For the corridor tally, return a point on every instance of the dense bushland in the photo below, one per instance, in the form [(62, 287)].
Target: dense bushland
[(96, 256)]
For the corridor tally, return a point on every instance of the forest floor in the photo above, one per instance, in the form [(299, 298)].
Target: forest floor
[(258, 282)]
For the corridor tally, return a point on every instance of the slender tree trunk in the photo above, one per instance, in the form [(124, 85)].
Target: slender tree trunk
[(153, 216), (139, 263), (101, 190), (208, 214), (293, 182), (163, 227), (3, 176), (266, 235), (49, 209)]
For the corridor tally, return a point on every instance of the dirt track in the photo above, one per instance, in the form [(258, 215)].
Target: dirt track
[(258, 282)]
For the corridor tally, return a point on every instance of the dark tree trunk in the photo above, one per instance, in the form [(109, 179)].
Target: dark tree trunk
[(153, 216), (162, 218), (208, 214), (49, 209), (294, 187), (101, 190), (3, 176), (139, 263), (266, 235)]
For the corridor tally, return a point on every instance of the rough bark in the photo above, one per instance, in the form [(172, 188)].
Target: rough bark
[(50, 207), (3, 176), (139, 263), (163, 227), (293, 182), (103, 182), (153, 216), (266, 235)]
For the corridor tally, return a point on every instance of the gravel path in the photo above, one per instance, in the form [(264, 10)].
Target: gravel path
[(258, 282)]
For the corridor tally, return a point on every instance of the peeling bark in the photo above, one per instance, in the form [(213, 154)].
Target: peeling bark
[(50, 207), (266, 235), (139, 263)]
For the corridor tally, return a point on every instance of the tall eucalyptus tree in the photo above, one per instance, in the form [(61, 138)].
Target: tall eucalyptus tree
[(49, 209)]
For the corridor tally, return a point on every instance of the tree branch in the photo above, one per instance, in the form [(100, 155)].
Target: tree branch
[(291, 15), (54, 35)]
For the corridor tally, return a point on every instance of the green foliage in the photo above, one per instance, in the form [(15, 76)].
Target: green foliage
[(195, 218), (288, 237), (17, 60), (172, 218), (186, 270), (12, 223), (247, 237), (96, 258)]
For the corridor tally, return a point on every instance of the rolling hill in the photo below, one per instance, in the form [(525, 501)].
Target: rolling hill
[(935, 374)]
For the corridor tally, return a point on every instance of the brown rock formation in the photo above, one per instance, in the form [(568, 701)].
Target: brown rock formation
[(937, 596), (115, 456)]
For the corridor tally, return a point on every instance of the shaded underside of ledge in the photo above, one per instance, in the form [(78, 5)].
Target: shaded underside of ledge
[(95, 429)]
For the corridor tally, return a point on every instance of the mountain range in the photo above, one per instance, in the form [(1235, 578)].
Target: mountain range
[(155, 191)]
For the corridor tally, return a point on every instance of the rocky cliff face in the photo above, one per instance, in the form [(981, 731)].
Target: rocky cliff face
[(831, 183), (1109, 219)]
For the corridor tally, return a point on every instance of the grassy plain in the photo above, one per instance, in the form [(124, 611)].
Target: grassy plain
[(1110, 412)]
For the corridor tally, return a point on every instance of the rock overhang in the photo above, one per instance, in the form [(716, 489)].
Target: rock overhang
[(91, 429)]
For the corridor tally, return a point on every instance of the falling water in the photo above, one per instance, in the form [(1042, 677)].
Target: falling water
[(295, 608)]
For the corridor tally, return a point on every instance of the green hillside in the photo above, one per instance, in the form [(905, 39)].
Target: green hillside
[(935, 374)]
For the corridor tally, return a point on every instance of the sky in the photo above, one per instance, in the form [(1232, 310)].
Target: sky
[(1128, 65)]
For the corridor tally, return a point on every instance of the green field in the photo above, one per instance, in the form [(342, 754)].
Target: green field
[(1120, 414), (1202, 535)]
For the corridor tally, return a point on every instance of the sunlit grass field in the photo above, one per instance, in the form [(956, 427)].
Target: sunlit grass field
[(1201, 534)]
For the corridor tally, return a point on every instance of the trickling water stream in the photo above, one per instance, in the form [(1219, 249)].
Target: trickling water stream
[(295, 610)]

*WHAT THIS TASK INVOLVES*
Please arrange the lines of the records, from the line with "form [(905, 39)]." up to and including the line with "[(1128, 65)]", as a JSON list of strings with one string per line and no blank lines.

*SOLUTION TO THIS PROBLEM*
[
  "For the corridor tally, return a point on every instance of the green hillside in the photo above, one per instance, in the form [(905, 39)].",
  "Target: green hillside",
  "[(935, 374)]",
  "For the corridor tally, return a point on every instance of the sky in the photo above, one per instance, in the form [(1232, 310)].",
  "Target: sky",
  "[(1128, 65)]"
]